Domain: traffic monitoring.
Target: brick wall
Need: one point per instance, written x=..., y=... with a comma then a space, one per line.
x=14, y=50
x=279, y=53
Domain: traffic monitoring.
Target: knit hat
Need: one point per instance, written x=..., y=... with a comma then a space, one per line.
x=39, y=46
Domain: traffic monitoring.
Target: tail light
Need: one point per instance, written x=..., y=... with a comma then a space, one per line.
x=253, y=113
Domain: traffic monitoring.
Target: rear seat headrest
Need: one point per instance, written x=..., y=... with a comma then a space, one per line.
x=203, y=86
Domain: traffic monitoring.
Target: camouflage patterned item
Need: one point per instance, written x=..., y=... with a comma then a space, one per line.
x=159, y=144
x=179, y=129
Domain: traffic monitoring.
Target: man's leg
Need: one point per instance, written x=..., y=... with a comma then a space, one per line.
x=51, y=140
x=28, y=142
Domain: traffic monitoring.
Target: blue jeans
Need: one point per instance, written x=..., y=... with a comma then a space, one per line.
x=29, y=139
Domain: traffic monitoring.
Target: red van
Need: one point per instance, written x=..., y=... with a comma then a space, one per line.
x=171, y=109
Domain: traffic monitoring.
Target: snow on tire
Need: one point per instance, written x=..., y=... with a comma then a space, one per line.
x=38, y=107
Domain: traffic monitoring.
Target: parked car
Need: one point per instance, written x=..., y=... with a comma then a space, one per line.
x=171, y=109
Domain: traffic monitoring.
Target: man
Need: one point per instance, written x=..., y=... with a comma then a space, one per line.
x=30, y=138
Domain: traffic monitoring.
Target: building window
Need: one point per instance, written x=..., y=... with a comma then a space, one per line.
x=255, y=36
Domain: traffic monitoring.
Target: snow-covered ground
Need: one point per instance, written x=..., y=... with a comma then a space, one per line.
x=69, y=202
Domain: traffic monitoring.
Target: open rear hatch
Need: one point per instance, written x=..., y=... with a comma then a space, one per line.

..............................

Only the lines from the beginning of the data above through the line containing "Target: blue jeans" should be repeated, exactly as they appear.

OUTPUT FOR THIS EXERCISE »
Domain: traffic monitoring.
Target: brick wall
Need: one point per instance, written x=..., y=... with a comma then a space, one per line.
x=14, y=50
x=279, y=53
Domain: traffic monitoring.
Target: knit hat
Need: one point per instance, written x=..., y=... with a comma then a space, one per line.
x=39, y=46
Domain: traffic monitoring.
Target: tail light
Need: one point per instance, written x=..., y=... with a comma then a space, one per line.
x=253, y=113
Domain: traffic monitoring.
Target: rear seat headrest
Need: one point per instance, written x=..., y=... with a comma then a space, one per line.
x=203, y=86
Domain: traffic monitoring.
Target: camouflage patterned item
Need: one point per instance, written x=..., y=... with a comma then a space, one per line.
x=159, y=144
x=179, y=129
Domain: traffic monitoring.
Target: man's leg
Need: one point per instance, written x=..., y=... with a comma then a space, one per line.
x=51, y=140
x=28, y=142
Domain: traffic monitoring.
Target: blue jeans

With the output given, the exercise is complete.